** BEGIN QUOTED PASSAGE **

Thrifty Thursday: The very definition of the word

Lots of blogs and magazines these days talk about thriftiness and all its benefits.  Thrift stores abound, especially in big cities as people who choose shopping as recreation purge their homes of extra stuff and out-of-date decor.  But what exactly is thriftiness?  While thinking about how I was brought up by parents who each grew up in six-children homes on one income, and me in a one-income, blue-collar home with three siblings, I came up with some synonyms, scenarios, and serious definitions.  (Wow, what a sentence!)
 
To be thrifty is to:
  • Feed a husband and four children a once-a-week supper of ground beef and tortillas, allotting each child three tacos.  Sometimes my mother let my brother have four because he was the boy.
Us four children circa 1968.  I am at the top right.
  • Unpack boxes of hand-me-downs from the cousins every spring and fall.  Three girls in their family meant the clothes had already been worn three times before coming to our house to be worn three more times!  Except I was the oldest cousin so sometimes I was too big already for some of the clothing.

** END QUOTED PASSAGE **

• **TO BE DONE**:
a – In the Thrifty Thursday post, how many tacos was each child allotted at the once-a-week supper?
b – Reproduce the Thrifty Thursday post word for word between "To be thrifty" and "of the clothing.", inclusive.

** BEGIN GIVEN MATERIAL **

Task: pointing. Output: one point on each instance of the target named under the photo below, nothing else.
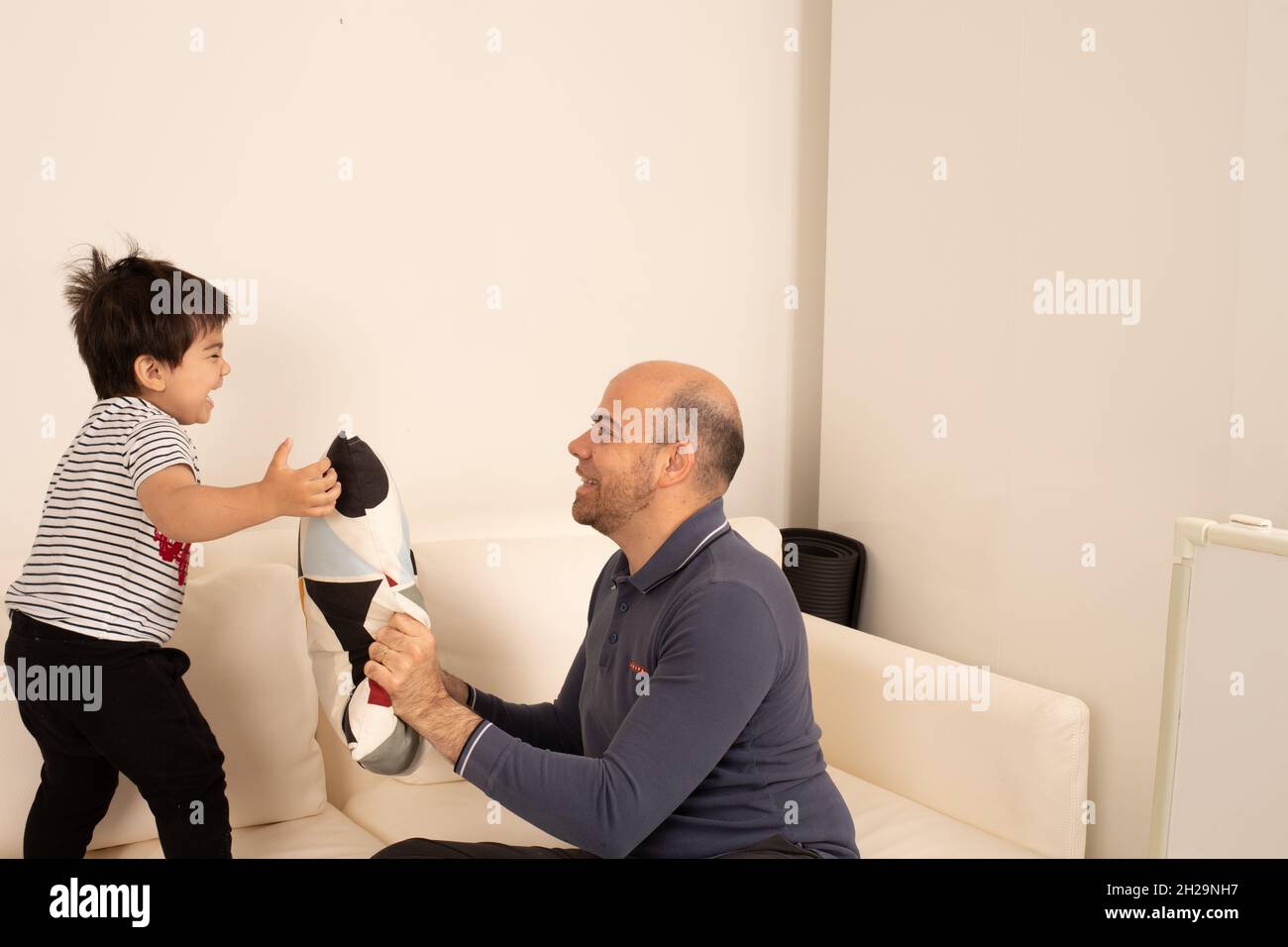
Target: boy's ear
(149, 372)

** END GIVEN MATERIAL **

• **TASK SOLUTIONS**:
a – Three tacos each.

b –
To be thrifty is to:
  • Feed a husband and four children a once-a-week supper of ground beef and tortillas, allotting each child three tacos.  Sometimes my mother let my brother have four because he was the boy.
Us four children circa 1968.  I am at the top right.
  • Unpack boxes of hand-me-downs from the cousins every spring and fall.  Three girls in their family meant the clothes had already been worn three times before coming to our house to be worn three more times!  Except I was the oldest cousin so sometimes I was too big already for some of the clothing.